# ZU ERLEDIGENDE AUFGABEN
**a.** Wie alt war laut dem Text zum Kindesunterhalt der Sohn, für den Unterhalt verlangt wurde?
**b.** Gib bitte den Teil des Textes zum Kindesunterhalt wörtlich wieder, der mit den Worten "Mit dieser Frage" beginnt und mit "Alkoholabhängigkeit arbeitsunfähig wurde." endet.
**c.** Welche verschiedenen zusammengesetzten Wörter, die mit „Unterhalt“ beginnen, kommen im Text zum Kindesunterhalt vor?

Eltern sind verpflichtet, für ihre Kinder Unterhalt zu zahlen, bis diese wirtschaftlich selbständig sind. Dann haben sie ihre Unterhaltspflicht erfüllt. Wie aber sieht es aus, wenn das Kind seine bereits erlangte wirtschaftliche Selbständigkeit verliert und wieder bedürftig wird?
Mit dieser Frage hat sich der Bundesgerichtshof (BGH) auseinandergesetzt. Für einen 38 Jahre alten Sohn wurde Unterhalt verlangt, nachdem dieser seine Erwerbstätigkeit verlor und wegen Depressionen und Alkoholabhängigkeit arbeitsunfähig wurde.
Der BGH betont in seiner Entscheidung, dass Eltern für ihre Kinder finanziell einzustehen haben. Diese Verpflichtung besteht aber nur bis zu dem Zeitpunkt, da die Kinder ihre wirtschaftliche Selbständigkeit erlangt haben. Ist diese erreicht, dürfen sich die Eltern darauf einrichten, von ihren Kindern nicht weiter auf Unterhalt in Anspruch genommen zu werden - und zwar dauerhaft.
Kommt es wider Erwarten erneut zu einer Bedürftigkeit des Kindes, kann sich durchaus die Verpflichtung zur Unterhaltsleistung ergeben. Es ist aber ein großzügiger Maßstab anzulegen. Diese Konstellation ist - so der BGH - mit der Situation vergleichbar, wenn Unterhalt für die Eltern gezahlt werden muss. In beiden Fällen können die Unterhaltspflichtigen geltend machen, dass sie einen relativ hohen Betrag für sich selber benötigen. Für den Unterhaltsanspruch sowohl von Eltern als auch von wieder bedürftig gewordenen Kindern kann immer nur der Betrag herangezogen werden, den die Unterhaltspflichtigen für den eigenen Bedarf nicht benötigen. Als grobes Kriterium gilt, dass es verwehrt ist, sich Luxus zu gönnen.

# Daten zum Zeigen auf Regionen
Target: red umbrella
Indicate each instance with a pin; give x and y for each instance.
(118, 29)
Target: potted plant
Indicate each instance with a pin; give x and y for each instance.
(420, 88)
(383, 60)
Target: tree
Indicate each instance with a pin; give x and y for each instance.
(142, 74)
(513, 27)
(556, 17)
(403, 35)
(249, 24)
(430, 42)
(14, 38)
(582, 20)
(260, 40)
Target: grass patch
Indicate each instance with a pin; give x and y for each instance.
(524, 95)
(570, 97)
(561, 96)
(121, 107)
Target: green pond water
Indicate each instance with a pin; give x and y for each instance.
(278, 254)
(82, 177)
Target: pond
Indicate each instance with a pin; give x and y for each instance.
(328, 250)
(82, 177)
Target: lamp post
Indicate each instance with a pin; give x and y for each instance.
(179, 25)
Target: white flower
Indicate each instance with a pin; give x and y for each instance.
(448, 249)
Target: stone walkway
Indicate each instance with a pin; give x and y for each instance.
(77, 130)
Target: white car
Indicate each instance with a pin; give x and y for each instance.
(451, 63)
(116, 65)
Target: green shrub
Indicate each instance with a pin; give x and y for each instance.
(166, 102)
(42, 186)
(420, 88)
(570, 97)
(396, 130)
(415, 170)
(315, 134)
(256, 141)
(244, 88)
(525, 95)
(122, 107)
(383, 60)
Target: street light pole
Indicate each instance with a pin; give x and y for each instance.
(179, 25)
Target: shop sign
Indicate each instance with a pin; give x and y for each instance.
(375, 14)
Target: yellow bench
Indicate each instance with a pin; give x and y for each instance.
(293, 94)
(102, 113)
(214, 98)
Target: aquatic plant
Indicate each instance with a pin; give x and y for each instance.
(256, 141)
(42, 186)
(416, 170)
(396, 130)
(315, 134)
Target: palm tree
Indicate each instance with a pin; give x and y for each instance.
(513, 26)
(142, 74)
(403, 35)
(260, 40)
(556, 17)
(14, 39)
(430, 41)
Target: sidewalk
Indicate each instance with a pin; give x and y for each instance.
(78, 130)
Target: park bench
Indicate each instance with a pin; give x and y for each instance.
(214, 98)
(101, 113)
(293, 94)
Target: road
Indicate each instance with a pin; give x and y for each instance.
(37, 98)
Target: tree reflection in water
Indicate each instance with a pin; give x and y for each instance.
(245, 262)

# GELÖSTE AUFGABEN
**a.** 38 Jahre

**b.**
Mit dieser Frage hat sich der Bundesgerichtshof (BGH) auseinandergesetzt. Für einen 38 Jahre alten Sohn wurde Unterhalt verlangt, nachdem dieser seine Erwerbstätigkeit verlor und wegen Depressionen und Alkoholabhängigkeit arbeitsunfähig wurde.

**c.** Unterhaltspflicht, Unterhaltsleistung, Unterhaltspflichtigen, Unterhaltsanspruch